--- Articolo ---
┌──

Scomparse le code infinite al pronto soccorso di Pescara
Il primario: grazie ai vostri articoli molte persone con patologie lievi hanno rinunciato a venire e hanno preferito rivolgersi al proprio medico
PESCARA. «Questa è la dimostrazione scientifica che la gente si rivolge al pronto soccorso non per le emergenze, ma per patologie di poco conto: le stesse che potrebbero essere curate dal medico di famiglia». Scrolla la testa il primario Alberto Albani mentre indica le sedioline blu della sala d’attesa quasi tutte libere e i pochi pazienti in fila che aspettano di essere curati.
La calca degli ultimi giorni ieri mattina era praticamente sparita e gli utenti con un codice verde o bianco (cioè quelli con patologie lievissime) si contavano sulle dita di una mano. «Se questo è il risultato allora dovreste scrivere un articolo al giorno sul nostro pronto soccorso”, rimarca il primario, sottolineando come gli ultimi due servizi pubblicati sul Centro sulle lunghe file e le attese record abbiano indotto i malati meno gravi a rinunciare ad andare al pronto soccorso per cose di poco conto.

└──

--- Cosa farai ---
a) Elenca tutti i colori nominati nell'articolo sul pronto soccorso.
b) Qual è il nome del primario citato nell'articolo sul pronto soccorso?
c) Per favore, scrivi il seguito dell'articolo sul pronto soccorso partendo dopo l'ultima frase.
L'elenco non ha alcun ruolo in questo lavoro.

--- Materiale fornito ---
┌──

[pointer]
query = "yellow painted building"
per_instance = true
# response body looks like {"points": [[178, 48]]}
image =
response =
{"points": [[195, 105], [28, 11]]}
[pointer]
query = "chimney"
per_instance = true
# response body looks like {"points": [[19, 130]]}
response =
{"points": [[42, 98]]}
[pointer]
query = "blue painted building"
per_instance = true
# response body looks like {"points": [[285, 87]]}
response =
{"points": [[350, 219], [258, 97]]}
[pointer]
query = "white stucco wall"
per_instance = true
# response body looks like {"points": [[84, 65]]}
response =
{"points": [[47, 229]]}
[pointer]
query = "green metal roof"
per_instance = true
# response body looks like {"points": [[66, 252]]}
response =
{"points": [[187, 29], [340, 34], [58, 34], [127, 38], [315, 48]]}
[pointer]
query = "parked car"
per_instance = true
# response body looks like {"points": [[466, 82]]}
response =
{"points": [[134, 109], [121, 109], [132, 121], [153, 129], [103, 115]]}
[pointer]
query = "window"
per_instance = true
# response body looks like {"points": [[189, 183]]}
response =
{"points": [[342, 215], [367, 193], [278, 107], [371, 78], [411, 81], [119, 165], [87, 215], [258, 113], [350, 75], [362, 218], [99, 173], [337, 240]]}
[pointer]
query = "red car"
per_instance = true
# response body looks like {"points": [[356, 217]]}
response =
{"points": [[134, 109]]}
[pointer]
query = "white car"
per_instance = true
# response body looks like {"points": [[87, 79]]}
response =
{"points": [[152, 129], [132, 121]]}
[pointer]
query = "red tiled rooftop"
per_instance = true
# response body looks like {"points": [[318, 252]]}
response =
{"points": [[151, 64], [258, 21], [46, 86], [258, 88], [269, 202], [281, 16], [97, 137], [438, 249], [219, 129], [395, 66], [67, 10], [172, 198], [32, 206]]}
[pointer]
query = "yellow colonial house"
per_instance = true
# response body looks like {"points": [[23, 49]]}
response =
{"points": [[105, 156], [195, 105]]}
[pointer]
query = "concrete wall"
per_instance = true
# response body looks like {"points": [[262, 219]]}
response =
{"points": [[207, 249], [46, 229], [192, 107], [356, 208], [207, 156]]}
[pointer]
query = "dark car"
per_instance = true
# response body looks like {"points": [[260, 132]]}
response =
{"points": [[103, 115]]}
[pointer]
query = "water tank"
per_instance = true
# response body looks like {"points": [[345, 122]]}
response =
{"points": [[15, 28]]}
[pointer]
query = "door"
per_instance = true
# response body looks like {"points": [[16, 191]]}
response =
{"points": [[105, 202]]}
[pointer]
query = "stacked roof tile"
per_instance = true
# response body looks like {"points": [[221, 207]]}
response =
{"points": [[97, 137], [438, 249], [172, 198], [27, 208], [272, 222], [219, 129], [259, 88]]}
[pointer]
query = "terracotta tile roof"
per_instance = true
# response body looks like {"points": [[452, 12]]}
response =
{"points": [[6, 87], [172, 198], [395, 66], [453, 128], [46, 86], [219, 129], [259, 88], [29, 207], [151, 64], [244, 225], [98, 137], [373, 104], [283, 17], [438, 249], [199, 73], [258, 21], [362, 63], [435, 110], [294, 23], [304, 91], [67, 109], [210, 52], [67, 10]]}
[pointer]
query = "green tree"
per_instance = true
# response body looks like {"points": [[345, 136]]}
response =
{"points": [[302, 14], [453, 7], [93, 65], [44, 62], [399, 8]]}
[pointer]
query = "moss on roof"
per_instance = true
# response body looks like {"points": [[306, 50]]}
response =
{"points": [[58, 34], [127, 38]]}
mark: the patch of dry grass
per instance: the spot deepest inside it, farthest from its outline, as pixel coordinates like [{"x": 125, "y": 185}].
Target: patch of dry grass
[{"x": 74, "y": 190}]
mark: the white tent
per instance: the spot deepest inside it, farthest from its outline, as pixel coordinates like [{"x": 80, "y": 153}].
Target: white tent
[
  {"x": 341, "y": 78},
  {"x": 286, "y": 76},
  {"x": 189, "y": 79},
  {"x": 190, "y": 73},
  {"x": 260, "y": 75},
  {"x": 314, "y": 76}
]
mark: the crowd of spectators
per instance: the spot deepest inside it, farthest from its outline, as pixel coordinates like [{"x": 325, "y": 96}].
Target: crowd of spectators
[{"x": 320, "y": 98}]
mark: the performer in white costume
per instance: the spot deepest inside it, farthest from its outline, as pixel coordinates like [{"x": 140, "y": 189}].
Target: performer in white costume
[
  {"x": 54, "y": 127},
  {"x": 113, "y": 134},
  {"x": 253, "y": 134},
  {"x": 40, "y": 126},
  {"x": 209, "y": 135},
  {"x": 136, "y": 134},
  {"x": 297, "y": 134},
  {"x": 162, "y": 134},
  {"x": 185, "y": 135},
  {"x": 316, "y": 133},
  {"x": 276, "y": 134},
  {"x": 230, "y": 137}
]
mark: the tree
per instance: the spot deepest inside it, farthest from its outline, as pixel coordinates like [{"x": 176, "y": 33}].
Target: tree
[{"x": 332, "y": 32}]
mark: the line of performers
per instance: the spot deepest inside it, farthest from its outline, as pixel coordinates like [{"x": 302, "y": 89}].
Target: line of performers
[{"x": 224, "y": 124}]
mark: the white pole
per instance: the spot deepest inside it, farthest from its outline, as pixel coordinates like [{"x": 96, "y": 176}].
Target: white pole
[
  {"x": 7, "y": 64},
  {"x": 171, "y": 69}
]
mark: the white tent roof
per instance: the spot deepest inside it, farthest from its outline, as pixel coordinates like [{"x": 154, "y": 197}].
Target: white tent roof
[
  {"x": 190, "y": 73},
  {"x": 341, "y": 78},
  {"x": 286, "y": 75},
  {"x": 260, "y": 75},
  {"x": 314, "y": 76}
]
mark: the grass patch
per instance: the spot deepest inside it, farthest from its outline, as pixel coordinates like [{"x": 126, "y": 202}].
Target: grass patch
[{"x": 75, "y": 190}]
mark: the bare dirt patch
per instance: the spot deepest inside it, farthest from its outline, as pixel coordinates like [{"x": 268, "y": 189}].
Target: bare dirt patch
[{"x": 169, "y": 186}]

└──

--- Soluzioni ---
a) blu, verde, bianco

b) Alberto Albani

c)
Il personale medico e infermieristico ridotto all’osso e la scadenza del progetto con i medici di base per tentare di intercettare quella fetta di utenti che sistematicamente finisce per intasare il pronto soccorso, avevano determinato un boom di accessi. Martedì scorso per farsi visitare un braccio è stato necessario aspettare sette ore, sei per farsi controllare un’escoriazione e cinque per le contusioni causate da un incidente stradale. Lunedì i pazienti medicati a fine giornata erano 318 con una media di otto ore di attesa.
Si calcola che dall’inizio di giugno siano state visitate più di 7.200 persone. «E’ un dato di fatto», aggiunge Albani, «che la maggior parte dei nostri pazienti arriva qui per problemi lievi. Ci sono persone che arrivano, prendono il numero della prenotazione e poi vanno via per espletare le varie commissioni della giornata. Qualcuno addirittura telefona per sapere a che numero siamo arrivati. Chi sta male sul serio di certo non ha la forza di andare e venire dall’ospedale in diversi momenti».
Per rafforzare la sua tesi, il primario racconta un caso concreto: «Da quando sono iniziati gli Europei di calcio, gli accessi al pronto soccorso si riducono puntualmente ogni volta che gioca la nazionale di calcio. Quando c’è l’Italia in campo nei nostri corridoi ci sono solo gli utenti con i codici rossi o gialli».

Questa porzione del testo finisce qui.